WRITTEN TASK: Give the listing again exactly, omitting its images.

#### EXTRACTED INFORMATION

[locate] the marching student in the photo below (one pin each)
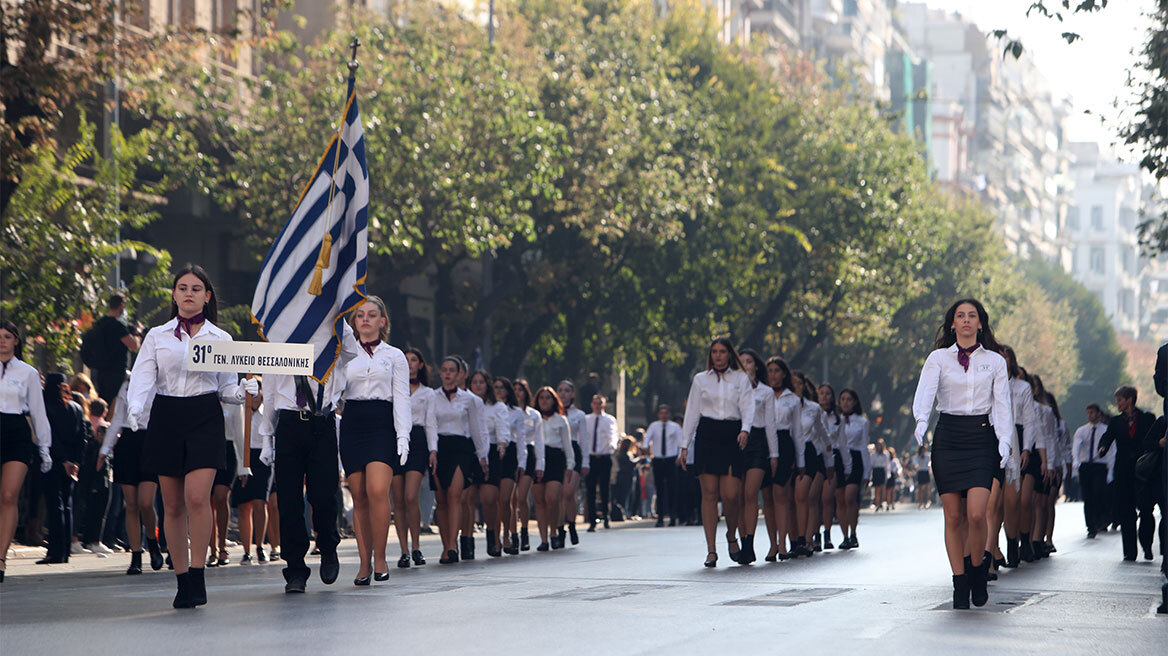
(502, 460)
(186, 433)
(662, 439)
(720, 412)
(138, 487)
(567, 393)
(857, 462)
(532, 465)
(461, 449)
(375, 432)
(788, 425)
(968, 381)
(760, 458)
(600, 432)
(560, 459)
(422, 456)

########

FINISHED EXERCISE:
[locate] the marching student in the photo below (one pin each)
(502, 460)
(186, 433)
(662, 439)
(720, 412)
(138, 487)
(567, 393)
(857, 462)
(532, 465)
(461, 449)
(375, 432)
(788, 425)
(968, 381)
(760, 458)
(600, 432)
(560, 459)
(422, 456)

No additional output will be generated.